▶ **Task**
Which lines in the stored data entries below contain the string "target"? Collect and copy each of them, treating uppercase and lowercase as different.

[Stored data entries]
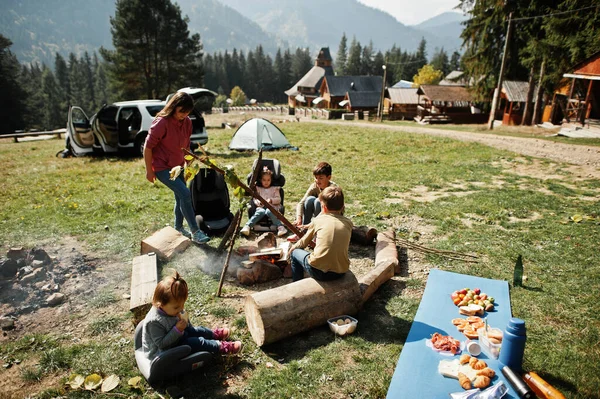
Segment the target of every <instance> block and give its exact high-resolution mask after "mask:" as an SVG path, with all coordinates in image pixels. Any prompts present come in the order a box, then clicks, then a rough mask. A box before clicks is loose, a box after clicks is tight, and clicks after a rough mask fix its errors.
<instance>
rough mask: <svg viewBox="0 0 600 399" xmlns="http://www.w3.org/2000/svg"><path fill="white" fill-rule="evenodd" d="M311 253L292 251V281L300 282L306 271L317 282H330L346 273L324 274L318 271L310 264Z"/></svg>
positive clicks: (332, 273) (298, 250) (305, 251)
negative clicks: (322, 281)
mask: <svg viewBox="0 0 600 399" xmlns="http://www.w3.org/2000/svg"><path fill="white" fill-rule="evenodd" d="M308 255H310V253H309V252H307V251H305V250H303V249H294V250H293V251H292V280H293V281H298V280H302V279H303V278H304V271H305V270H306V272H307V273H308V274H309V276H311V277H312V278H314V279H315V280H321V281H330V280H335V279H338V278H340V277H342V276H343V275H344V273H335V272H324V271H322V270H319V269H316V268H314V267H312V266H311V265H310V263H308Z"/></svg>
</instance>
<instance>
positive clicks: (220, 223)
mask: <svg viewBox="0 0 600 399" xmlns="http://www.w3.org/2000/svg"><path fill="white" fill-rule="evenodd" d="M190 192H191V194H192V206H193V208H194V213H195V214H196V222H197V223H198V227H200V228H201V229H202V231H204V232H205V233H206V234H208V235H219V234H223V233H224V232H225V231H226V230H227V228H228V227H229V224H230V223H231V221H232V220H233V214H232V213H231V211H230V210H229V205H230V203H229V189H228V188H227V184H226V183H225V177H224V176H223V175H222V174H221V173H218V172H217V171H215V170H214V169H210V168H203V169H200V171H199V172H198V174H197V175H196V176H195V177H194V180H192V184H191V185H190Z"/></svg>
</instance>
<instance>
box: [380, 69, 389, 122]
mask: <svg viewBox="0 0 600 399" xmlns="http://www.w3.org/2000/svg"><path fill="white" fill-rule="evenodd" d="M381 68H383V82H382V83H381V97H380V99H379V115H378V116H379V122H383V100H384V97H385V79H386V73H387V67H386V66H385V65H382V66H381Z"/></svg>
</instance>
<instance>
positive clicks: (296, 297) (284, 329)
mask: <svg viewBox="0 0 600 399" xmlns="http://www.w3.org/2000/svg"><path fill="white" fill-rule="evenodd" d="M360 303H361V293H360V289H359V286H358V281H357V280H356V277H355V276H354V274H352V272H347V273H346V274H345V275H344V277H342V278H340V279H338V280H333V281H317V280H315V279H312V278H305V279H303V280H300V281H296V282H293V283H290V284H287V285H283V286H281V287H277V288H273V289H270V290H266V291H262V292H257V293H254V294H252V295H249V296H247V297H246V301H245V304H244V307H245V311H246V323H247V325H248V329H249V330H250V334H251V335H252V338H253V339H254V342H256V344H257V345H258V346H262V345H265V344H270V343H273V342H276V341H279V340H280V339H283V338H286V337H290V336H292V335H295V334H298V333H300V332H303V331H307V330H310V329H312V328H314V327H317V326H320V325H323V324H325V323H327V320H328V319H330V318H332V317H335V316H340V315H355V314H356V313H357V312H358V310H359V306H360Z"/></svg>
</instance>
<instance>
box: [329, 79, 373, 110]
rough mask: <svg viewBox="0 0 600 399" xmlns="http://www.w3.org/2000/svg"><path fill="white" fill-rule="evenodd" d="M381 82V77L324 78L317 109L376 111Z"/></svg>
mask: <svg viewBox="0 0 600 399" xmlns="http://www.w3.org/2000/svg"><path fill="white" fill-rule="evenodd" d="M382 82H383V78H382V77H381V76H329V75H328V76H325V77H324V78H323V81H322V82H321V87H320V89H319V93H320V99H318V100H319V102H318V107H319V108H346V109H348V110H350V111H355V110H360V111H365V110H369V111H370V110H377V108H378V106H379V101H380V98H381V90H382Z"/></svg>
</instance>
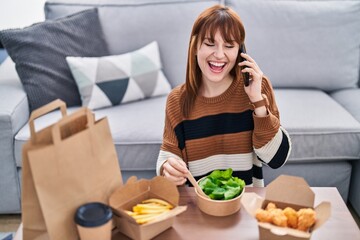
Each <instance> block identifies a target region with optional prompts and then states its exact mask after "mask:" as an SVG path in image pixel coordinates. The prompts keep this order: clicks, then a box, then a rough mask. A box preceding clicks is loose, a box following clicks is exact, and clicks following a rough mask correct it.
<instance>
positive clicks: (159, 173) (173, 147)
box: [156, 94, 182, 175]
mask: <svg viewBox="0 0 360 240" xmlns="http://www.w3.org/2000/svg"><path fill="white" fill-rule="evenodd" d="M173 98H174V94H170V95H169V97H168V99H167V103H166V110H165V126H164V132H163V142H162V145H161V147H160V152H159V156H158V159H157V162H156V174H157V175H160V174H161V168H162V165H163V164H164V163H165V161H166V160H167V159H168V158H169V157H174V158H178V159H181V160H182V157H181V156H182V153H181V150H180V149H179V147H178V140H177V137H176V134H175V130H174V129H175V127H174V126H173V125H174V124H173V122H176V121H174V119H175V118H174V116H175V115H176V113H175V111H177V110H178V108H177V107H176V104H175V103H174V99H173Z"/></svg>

* * *

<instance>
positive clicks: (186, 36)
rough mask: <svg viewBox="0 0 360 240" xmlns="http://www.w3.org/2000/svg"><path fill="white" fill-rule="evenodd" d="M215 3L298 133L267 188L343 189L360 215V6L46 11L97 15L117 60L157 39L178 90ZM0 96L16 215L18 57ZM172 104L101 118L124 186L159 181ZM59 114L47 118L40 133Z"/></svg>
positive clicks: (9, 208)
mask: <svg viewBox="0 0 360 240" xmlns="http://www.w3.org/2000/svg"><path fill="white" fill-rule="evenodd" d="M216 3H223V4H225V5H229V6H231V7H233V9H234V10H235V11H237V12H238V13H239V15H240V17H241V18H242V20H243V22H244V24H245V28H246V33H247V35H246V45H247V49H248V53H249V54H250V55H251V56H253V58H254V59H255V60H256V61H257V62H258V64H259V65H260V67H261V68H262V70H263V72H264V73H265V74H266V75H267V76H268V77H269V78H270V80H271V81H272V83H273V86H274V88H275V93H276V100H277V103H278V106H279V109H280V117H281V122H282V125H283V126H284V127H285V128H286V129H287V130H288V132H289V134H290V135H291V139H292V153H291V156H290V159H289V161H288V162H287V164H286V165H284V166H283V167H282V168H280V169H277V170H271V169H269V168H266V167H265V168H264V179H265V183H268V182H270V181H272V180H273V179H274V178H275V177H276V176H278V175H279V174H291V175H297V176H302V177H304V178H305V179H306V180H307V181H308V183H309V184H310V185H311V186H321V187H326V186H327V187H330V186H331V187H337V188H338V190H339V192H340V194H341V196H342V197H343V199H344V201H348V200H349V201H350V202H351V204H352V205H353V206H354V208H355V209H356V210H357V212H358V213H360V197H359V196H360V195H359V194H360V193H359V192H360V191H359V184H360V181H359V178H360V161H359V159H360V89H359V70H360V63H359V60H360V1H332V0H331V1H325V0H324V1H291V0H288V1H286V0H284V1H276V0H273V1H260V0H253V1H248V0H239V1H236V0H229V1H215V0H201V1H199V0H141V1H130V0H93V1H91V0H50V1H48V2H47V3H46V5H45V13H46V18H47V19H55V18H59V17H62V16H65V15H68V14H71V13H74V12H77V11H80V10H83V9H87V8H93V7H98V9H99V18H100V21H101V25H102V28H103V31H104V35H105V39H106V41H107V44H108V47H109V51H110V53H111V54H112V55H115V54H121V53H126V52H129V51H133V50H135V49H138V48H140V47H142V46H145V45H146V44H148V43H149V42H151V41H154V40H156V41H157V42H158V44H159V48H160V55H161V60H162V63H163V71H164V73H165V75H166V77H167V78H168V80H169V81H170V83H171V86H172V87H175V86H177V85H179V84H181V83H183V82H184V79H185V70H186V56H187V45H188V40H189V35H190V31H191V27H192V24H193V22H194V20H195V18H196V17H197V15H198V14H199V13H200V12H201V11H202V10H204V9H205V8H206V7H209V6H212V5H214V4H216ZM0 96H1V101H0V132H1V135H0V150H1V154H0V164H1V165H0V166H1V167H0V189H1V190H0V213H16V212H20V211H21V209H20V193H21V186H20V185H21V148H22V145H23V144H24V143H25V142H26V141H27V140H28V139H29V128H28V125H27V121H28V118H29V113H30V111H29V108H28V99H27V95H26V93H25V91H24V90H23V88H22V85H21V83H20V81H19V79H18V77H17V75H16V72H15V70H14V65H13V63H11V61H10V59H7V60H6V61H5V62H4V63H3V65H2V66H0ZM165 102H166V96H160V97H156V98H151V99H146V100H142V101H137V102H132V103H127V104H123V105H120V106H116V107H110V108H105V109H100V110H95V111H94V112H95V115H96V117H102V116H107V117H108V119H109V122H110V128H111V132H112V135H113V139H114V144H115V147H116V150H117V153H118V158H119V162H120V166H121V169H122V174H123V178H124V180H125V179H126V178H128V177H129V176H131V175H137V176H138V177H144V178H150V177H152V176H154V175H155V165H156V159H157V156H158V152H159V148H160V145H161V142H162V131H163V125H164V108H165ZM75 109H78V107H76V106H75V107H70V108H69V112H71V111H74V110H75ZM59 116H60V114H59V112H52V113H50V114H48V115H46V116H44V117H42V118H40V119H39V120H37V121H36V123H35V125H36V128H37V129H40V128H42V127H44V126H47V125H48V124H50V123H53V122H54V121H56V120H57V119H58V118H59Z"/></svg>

▶ **Exercise result**
Segment the target of every <instance> block and give its exact high-resolution mask after "mask:" as an SVG path, with all coordinates in image pixels. Any prompts present come in the order a box, then clicks, then a rough mask. A box before clicks is loose, a box after clicks is tight, and clicks after a rough mask fix its errors.
Each <instance> block identifies a target region with optional prompts and then states its exact mask after "mask:" as an SVG path in image pixel coordinates. The prompts keep this order: clicks, then a box, then a rough mask. A box preceding clicks is loose, a box following clicks is exact, and clicks following a rough mask correct it.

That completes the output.